*AIM*:
Can you locate every line in the listing below that contains the word "squirrel" and copy each one? Matches must have the same case.

*LISTED RECORDS*:
--

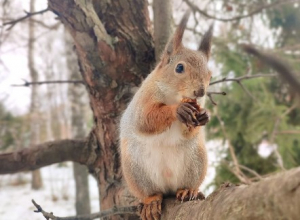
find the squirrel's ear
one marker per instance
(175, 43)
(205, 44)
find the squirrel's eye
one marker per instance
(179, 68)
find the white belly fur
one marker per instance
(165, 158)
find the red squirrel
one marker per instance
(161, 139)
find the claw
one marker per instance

--

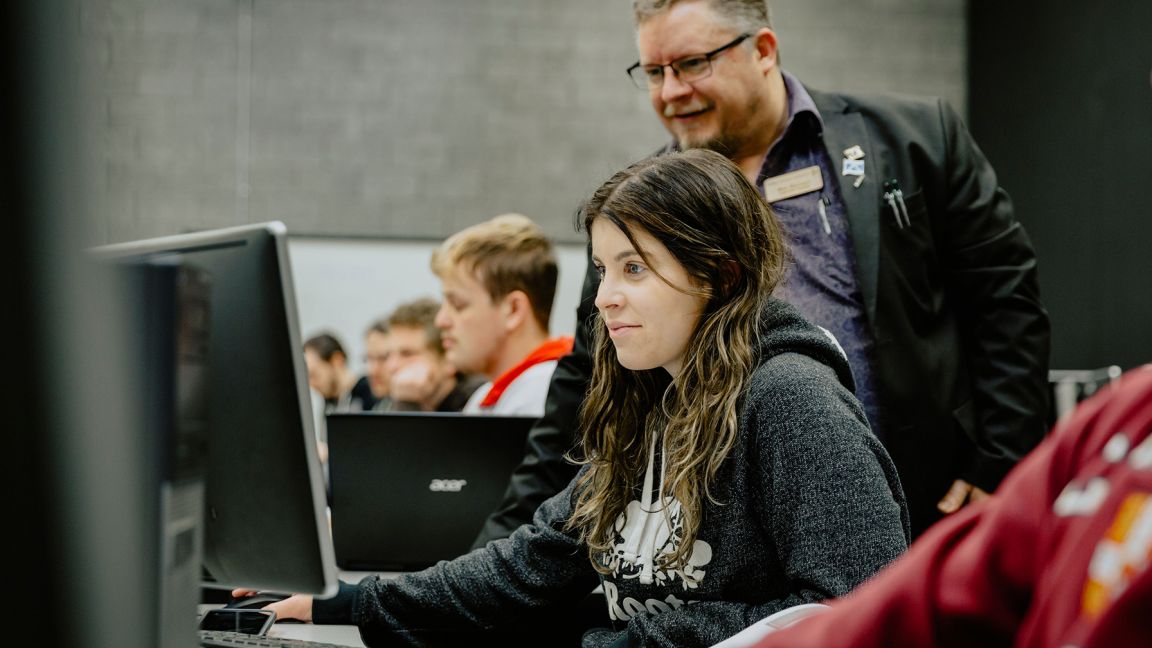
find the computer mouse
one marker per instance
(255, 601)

--

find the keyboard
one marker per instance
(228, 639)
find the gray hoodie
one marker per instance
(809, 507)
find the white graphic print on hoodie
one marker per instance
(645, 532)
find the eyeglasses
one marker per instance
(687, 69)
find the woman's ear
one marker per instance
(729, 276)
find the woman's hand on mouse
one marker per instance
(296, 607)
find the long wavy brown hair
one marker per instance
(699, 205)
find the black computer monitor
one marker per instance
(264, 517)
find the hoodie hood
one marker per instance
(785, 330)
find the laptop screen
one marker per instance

--

*THE COMPLETED TASK*:
find the squirrel's ear
find the squirrel's eye
find the red squirrel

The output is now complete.